提示文:
説明

燃料改質装置及び燃料改質方法

【課題】 装置構成が簡素で、かつ、水素の生成効率が良好な燃料改質装置及び燃料改質方法を提供するものである。
【解決手段】 本発明に係る燃料改質装置は、メタノールの水蒸気改質を行うものであって、メタノール水溶液20及び微粉末状の改質触媒31とで構成される混合液21が貯留された反応槽14と、その反応槽14内部の混合液21中に微小気泡26を発生させる微小気泡発生手段23と、反応槽14を加熱する加熱手段15とを備えたものである。

【発明の詳細な説明】
【技術分野】
【0001】
本発明は、メタノールの水蒸気改質を行い、水素ガスを生成させる燃料改質装置及び燃料改質方法に関するものである。
【背景技術】
【0002】
近年、地球環境問題の高まりの中で、化石燃料に変わる新たなエネルギー源として、水素が注目されている。この水素を燃料とし、水素と酸素とを電気化学的に反応させることで、発電を行う固体高分子型燃料電池(以下、PEFC(Polymer Electrolyte Fuel Cell)と記す)がある。
【0003】
PEFC向けの水素は、一般に、メタンを主成分とする都市ガスや天然ガス、液化石油ガス(LPG)、メタノールなどのアルコール、ナフサなどから製造される。これらの燃料ガスの内、メタノールは、化石燃料から容易に合成される安価な液体燃料であり、しかも触媒を用いることで比較的容易に水素を製造できるという特長を有していることから、PEFC向けの水素原料として有望視されている。メタノールを用いるPEFCとして、メタノール改質型PEFCと、直接メタノール型燃料電池(以下、DMFC(Direct Methanol Fuel Cell)と記す)がある。
【0004】
メタノール改質型燃料電池は、改質器を用いてメタノールを改質して水素を生成し、この水素を燃料として用いている。メタノール改質方法として代表的なものに、
a) 水蒸気改質、
b) 部分酸化改質、
c) オートサーマル(Autothermal)改質(酸化的水蒸気改質(Oxygen Steam Reforming)ともいう)、
が挙げられる。
【0005】
a)の水蒸気改質反応は、式(1)に示すように、メタノールと水蒸気を混合し、150〜300℃程度の温度で反応させ、メタノールを水素と二酸化炭素に分解するものである(例えば、特許文献1参照)。
【0006】
CH3OH+H2O→3H2+CO2 …式(1)
b)の部分酸化改質は、式(2)に示すように、メタノールを少量の空気(酸素)を用いて途中まで反応させ、メタノールを水素と二酸化炭素に分解するものである。
【0007】
CH3OH+1/2O2→CO2+2H2 …式(2)

記録データ:
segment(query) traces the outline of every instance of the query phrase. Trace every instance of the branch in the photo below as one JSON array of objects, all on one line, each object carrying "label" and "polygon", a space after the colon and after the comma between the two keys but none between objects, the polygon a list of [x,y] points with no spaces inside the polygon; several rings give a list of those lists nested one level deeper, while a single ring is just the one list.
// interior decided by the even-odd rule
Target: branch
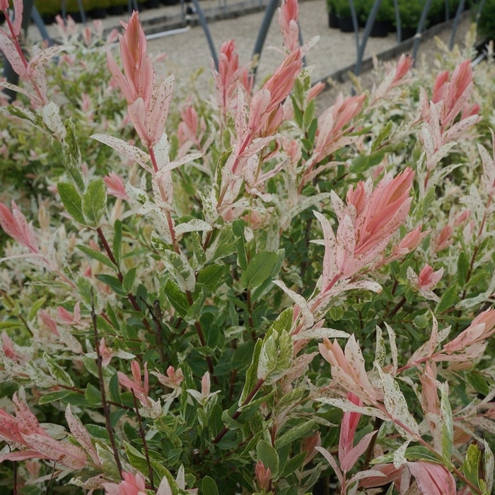
[{"label": "branch", "polygon": [[95,336],[95,348],[96,349],[96,367],[98,370],[98,380],[100,382],[100,392],[101,392],[101,404],[103,407],[103,414],[105,414],[105,423],[107,428],[107,431],[108,431],[108,436],[110,438],[112,450],[113,450],[113,456],[115,459],[115,462],[117,463],[117,467],[119,470],[119,473],[120,474],[120,478],[121,479],[123,479],[124,478],[122,477],[122,465],[120,462],[119,451],[117,448],[117,444],[115,443],[115,437],[113,434],[113,429],[112,428],[112,422],[110,421],[110,408],[108,407],[108,403],[107,402],[107,396],[105,392],[103,368],[101,363],[101,354],[100,353],[100,339],[98,337],[98,329],[96,323],[96,313],[95,313],[95,304],[93,301],[91,301],[91,320],[93,320],[93,330]]}]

作業内容:
1. 次の(a)〜(c)が燃料改質の文章の内容と合うかを「はい」か「いいえ」で答え、それぞれ決め手となる語句を本文からそのまま引用すること。
(a) 水蒸気改質反応は150〜300℃程度の温度で行われる。
(b) 部分酸化改質では、メタノールを大量の空気とともに反応させる。
(c) メタノールは、化石燃料から容易に合成される高価な液体燃料である。
2. 燃料改質の文章を、最後の一文の後から書き継いでください。
記録データの行は、燃料改質の文章とは別の資料である。

各作業の回答:
1.
(a) はい。「150〜300℃程度の温度で反応させ」
(b) いいえ。「メタノールを少量の空気(酸素)を用いて途中まで反応させ」
(c) いいえ。「化石燃料から容易に合成される安価な液体燃料であり」

2.
c)のオートサーマル改質は、式(1)に示した水蒸気改質反応が比較的大きな吸熱反応であることから、反応熱を供給するために、上記式(2)、下記式(3),式(4)に示す少なくとも1つのメタノールの部分酸化反応を併用し、メタノールを水素と二酸化炭素に分解するものである。
【0008】
CH3OH+1/2O2→CO+H2+H2O …式(3)
CH3OH+O2→CO2+H2+H2O …式(4)
一方、DMFCは、改質器を用いることなく、燃料極においてメタノール分子(CH3OH)のHを一つずつ直接分離し、残ったCOを水(H2O)と反応させて二酸化炭素(CO2)とするものであり、メタノールを燃料として直接用いている。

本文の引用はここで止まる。